» **What you have to do**
Copy out the entire listing, keeping each line exactly as it is.

[Opening Record set section]

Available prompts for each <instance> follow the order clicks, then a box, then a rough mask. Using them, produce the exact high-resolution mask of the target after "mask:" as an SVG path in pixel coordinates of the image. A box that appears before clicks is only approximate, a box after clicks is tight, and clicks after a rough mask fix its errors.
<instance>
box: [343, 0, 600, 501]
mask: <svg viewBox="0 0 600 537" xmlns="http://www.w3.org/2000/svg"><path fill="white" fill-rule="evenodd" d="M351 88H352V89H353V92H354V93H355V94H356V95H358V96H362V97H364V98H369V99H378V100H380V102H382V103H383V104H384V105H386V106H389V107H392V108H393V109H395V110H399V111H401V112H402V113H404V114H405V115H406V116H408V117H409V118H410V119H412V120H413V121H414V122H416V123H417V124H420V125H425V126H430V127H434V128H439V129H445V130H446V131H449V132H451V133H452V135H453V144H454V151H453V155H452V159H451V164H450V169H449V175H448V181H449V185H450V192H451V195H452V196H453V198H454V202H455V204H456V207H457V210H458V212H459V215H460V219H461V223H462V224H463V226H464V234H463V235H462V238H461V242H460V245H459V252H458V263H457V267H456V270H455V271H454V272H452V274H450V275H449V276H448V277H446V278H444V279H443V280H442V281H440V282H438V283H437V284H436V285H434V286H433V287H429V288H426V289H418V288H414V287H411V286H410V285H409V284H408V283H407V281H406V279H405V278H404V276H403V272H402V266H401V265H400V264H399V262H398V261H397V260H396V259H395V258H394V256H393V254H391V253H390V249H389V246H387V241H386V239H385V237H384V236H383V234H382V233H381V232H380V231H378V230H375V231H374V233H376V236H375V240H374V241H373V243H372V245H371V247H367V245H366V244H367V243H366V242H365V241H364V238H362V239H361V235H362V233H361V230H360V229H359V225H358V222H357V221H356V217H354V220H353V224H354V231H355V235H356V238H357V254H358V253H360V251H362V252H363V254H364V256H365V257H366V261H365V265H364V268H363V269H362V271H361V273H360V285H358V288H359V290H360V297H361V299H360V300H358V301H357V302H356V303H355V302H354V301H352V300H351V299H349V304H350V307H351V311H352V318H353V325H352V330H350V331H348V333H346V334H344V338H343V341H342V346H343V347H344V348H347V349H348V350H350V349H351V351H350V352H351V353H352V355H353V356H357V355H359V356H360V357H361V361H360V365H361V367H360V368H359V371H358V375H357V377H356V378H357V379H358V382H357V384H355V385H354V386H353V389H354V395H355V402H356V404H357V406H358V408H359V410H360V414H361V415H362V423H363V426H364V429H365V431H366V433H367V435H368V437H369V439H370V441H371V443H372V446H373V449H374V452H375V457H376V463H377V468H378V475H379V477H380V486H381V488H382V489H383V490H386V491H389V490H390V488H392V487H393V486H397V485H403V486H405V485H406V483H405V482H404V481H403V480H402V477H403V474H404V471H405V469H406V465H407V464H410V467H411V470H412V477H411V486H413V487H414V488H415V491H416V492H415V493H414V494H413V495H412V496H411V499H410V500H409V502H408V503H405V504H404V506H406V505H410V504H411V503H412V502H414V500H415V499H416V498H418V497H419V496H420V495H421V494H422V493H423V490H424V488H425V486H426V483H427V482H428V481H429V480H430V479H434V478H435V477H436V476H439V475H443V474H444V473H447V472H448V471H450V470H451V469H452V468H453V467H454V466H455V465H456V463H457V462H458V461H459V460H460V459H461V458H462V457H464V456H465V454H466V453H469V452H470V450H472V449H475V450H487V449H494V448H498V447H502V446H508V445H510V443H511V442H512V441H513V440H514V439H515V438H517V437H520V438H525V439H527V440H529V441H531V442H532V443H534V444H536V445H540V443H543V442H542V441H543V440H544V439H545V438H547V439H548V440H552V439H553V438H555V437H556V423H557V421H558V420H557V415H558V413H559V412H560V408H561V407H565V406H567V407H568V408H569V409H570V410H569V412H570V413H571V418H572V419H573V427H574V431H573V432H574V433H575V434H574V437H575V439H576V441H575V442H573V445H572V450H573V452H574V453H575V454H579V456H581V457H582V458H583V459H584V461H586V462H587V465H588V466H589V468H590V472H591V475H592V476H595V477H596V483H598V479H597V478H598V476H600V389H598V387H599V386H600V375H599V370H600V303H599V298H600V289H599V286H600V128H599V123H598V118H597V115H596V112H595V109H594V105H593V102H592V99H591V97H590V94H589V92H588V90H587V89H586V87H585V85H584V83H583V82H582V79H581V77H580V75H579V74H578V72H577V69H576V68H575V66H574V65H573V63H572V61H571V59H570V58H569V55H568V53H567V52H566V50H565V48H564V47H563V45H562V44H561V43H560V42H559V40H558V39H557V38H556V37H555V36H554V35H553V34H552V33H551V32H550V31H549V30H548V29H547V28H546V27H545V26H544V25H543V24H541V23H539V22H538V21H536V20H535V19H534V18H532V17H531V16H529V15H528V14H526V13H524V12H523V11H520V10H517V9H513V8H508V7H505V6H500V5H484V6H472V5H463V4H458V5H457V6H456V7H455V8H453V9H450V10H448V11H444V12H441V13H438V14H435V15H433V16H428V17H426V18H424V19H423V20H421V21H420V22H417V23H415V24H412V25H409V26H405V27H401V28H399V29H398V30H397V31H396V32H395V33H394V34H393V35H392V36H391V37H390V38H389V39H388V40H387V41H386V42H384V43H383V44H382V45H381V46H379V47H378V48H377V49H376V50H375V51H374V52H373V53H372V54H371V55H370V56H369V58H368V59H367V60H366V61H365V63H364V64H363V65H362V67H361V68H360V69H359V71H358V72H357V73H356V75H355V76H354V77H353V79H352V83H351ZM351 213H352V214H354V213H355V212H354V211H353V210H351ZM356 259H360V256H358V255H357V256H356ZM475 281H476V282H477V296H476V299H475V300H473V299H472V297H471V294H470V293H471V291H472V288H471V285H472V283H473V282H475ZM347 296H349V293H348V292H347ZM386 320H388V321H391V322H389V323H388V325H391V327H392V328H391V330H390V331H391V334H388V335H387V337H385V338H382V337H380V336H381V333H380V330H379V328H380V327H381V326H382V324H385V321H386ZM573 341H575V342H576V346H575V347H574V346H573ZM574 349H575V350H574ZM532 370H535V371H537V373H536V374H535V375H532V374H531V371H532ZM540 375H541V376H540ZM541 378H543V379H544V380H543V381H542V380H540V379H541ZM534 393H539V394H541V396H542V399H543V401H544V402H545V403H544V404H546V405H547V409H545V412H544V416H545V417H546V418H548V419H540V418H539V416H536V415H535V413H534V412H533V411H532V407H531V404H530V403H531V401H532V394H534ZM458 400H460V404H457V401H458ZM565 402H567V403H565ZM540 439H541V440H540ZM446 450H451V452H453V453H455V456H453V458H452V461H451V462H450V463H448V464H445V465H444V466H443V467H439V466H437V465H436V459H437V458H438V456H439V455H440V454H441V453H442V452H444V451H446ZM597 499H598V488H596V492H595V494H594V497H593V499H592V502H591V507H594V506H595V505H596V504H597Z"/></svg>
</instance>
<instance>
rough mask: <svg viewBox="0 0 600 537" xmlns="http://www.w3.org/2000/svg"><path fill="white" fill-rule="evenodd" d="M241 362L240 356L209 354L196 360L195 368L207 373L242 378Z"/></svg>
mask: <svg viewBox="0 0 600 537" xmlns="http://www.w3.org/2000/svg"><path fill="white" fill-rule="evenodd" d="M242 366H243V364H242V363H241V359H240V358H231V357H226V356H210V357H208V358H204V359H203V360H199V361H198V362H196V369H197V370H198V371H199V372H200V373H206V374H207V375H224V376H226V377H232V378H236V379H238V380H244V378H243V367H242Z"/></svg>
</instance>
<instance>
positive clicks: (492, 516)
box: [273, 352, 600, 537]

[Closing Record set section]

» **Answer to this task**
Available prompts for each <instance> follow the order clicks, then a box, then a rough mask. Using them, produce the exact high-resolution mask of the target after "mask:" as an SVG path in pixel coordinates of the image. A box that appears before clicks is only approximate, a box after clicks is tight, and clicks after a rough mask fix its errors.
<instance>
box: [343, 0, 600, 501]
mask: <svg viewBox="0 0 600 537" xmlns="http://www.w3.org/2000/svg"><path fill="white" fill-rule="evenodd" d="M351 88H352V89H353V92H354V93H355V94H356V95H358V96H362V97H364V98H369V99H378V100H380V102H382V103H383V104H384V105H386V106H389V107H392V108H393V109H395V110H399V111H401V112H402V113H404V114H405V115H406V116H408V117H409V118H410V119H412V120H413V121H414V122H416V123H417V124H420V125H425V126H430V127H434V128H439V129H445V130H446V131H449V132H451V133H452V135H453V144H454V151H453V155H452V159H451V164H450V169H449V175H448V181H449V185H450V192H451V195H452V196H453V198H454V202H455V204H456V207H457V210H458V212H459V215H460V219H461V223H462V224H463V226H464V234H463V235H462V238H461V242H460V245H459V252H458V263H457V267H456V270H455V271H454V272H452V274H450V275H449V276H448V277H446V278H444V279H443V280H442V281H440V282H438V283H437V284H436V285H434V286H433V287H429V288H426V289H418V288H414V287H411V286H410V285H409V284H408V283H407V281H406V279H405V278H404V276H403V272H402V266H401V265H400V264H399V262H398V261H397V260H396V259H395V258H394V256H393V254H391V253H390V249H389V246H387V241H386V239H385V237H384V236H383V234H382V233H381V232H380V231H378V230H375V231H374V233H376V236H375V240H374V241H373V243H372V245H371V247H367V245H366V244H367V243H366V242H365V241H364V238H362V239H361V235H362V233H361V230H360V229H359V225H358V222H357V221H356V217H354V220H353V224H354V231H355V235H356V238H357V254H358V253H360V251H362V252H363V254H364V256H365V257H366V261H365V265H364V268H363V269H362V271H361V273H360V285H358V288H359V290H360V297H361V299H360V300H358V301H357V302H356V303H355V302H354V301H352V300H351V299H349V304H350V307H351V311H352V318H353V325H352V330H350V331H348V333H346V334H344V338H343V341H342V346H343V347H344V348H347V349H348V350H350V349H351V351H350V352H351V353H352V355H353V356H357V355H359V356H360V357H361V361H360V365H361V367H360V368H359V371H358V375H357V377H356V378H357V379H358V382H357V384H355V385H354V386H353V389H354V395H355V402H356V404H357V406H358V408H359V410H360V414H361V415H362V423H363V426H364V429H365V431H366V433H367V435H368V437H369V439H370V441H371V443H372V446H373V449H374V452H375V457H376V463H377V468H378V475H379V477H380V486H381V488H382V489H383V490H386V491H389V490H390V488H392V487H393V486H397V485H403V486H405V485H406V483H405V482H404V481H403V480H402V477H403V474H404V471H405V469H406V465H407V464H410V467H411V470H412V477H411V486H413V487H414V488H415V491H416V492H415V493H414V494H413V495H412V496H411V499H410V500H409V502H408V503H405V504H404V506H406V505H410V504H411V503H412V502H414V500H415V499H416V498H418V497H419V496H420V495H421V494H422V493H423V490H424V488H425V486H426V483H427V482H428V481H429V480H430V479H434V478H435V477H436V476H439V475H443V474H444V473H447V472H448V471H450V470H451V469H452V468H453V467H454V466H455V465H456V463H457V462H458V461H459V460H460V459H461V458H462V457H464V456H465V454H466V453H469V452H470V450H472V449H475V450H487V449H494V448H498V447H502V446H508V445H510V443H511V442H512V441H513V440H514V439H515V438H517V437H520V438H525V439H527V440H529V441H531V442H532V443H534V444H536V445H540V443H543V442H542V441H543V440H544V439H545V438H547V439H548V440H552V439H553V438H555V437H556V423H557V421H558V420H557V415H558V413H559V412H560V408H561V407H565V406H567V407H568V408H569V409H570V410H569V412H570V413H571V418H572V419H573V427H574V431H573V432H574V433H575V434H574V437H575V439H576V441H575V442H573V445H572V450H573V452H574V453H575V454H579V456H581V457H582V458H583V459H584V461H586V462H587V465H588V466H589V468H590V472H591V475H592V476H595V477H596V483H598V479H597V478H598V476H600V389H598V387H599V386H600V375H599V370H600V303H599V298H600V289H599V286H600V128H599V123H598V118H597V115H596V112H595V109H594V105H593V102H592V99H591V97H590V94H589V92H588V90H587V89H586V87H585V85H584V83H583V82H582V79H581V77H580V75H579V74H578V72H577V69H576V68H575V66H574V65H573V63H572V61H571V59H570V58H569V55H568V53H567V52H566V50H565V48H564V47H563V45H562V44H561V43H560V42H559V40H558V39H557V38H556V37H555V36H554V35H553V34H552V33H551V32H550V31H549V30H548V29H547V28H546V27H545V26H544V25H543V24H541V23H539V22H538V21H536V20H535V19H534V18H532V17H531V16H529V15H528V14H526V13H524V12H523V11H520V10H517V9H513V8H508V7H505V6H500V5H484V6H472V5H463V4H458V5H457V6H456V7H455V8H453V9H450V10H448V11H444V12H441V13H438V14H435V15H433V16H428V17H426V18H424V19H423V20H421V21H420V22H417V23H415V24H412V25H409V26H405V27H401V28H399V29H398V30H397V31H396V32H395V33H394V34H393V35H392V36H391V37H390V38H389V39H388V40H387V41H386V42H384V43H383V44H382V45H381V46H379V47H378V48H377V49H376V50H375V51H374V52H373V53H372V54H371V55H370V56H369V58H368V59H367V60H366V61H365V63H364V64H363V65H362V67H361V68H360V69H359V71H358V72H357V73H356V75H355V76H354V77H353V79H352V83H351ZM351 213H352V214H354V213H355V212H354V211H353V210H351ZM356 259H360V256H358V255H357V256H356ZM475 281H476V282H477V296H476V299H475V300H473V299H472V297H471V294H470V293H471V291H472V288H471V285H472V283H473V282H475ZM347 296H349V293H348V292H347ZM386 320H388V321H391V322H389V323H388V325H391V327H392V328H391V330H390V331H391V334H388V335H387V337H385V338H382V337H380V336H381V333H380V330H379V328H380V327H381V326H382V324H385V321H386ZM573 341H575V342H576V346H575V347H574V346H573ZM574 349H575V350H574ZM532 370H535V371H537V373H536V374H535V375H532V374H531V371H532ZM540 375H541V376H540ZM541 378H543V379H544V380H543V381H542V380H540V379H541ZM534 393H539V394H541V396H542V399H543V401H544V402H545V403H544V404H546V405H547V409H545V412H544V416H545V417H546V418H548V419H540V418H539V416H536V415H535V413H534V412H533V411H532V407H531V404H530V403H531V401H532V394H534ZM458 400H460V404H457V401H458ZM565 402H567V403H565ZM540 439H541V440H540ZM446 450H451V452H453V453H455V456H453V458H452V461H451V462H450V463H448V464H445V465H444V466H443V467H439V466H437V465H436V459H437V458H438V456H439V455H440V454H441V453H442V452H444V451H446ZM597 499H598V488H596V492H595V494H594V497H593V499H592V502H591V507H594V506H595V505H596V504H597Z"/></svg>
</instance>
<instance>
rough mask: <svg viewBox="0 0 600 537" xmlns="http://www.w3.org/2000/svg"><path fill="white" fill-rule="evenodd" d="M241 362L240 356L209 354L196 360L195 368L207 373L242 378Z"/></svg>
mask: <svg viewBox="0 0 600 537" xmlns="http://www.w3.org/2000/svg"><path fill="white" fill-rule="evenodd" d="M242 366H243V364H242V363H241V359H240V358H231V357H226V356H210V357H208V358H204V359H203V360H199V361H198V362H196V369H197V370H198V371H199V372H200V373H206V374H207V375H224V376H226V377H232V378H236V379H238V380H244V378H243V367H242Z"/></svg>
</instance>
<instance>
positive clicks: (492, 516)
box: [273, 352, 600, 537]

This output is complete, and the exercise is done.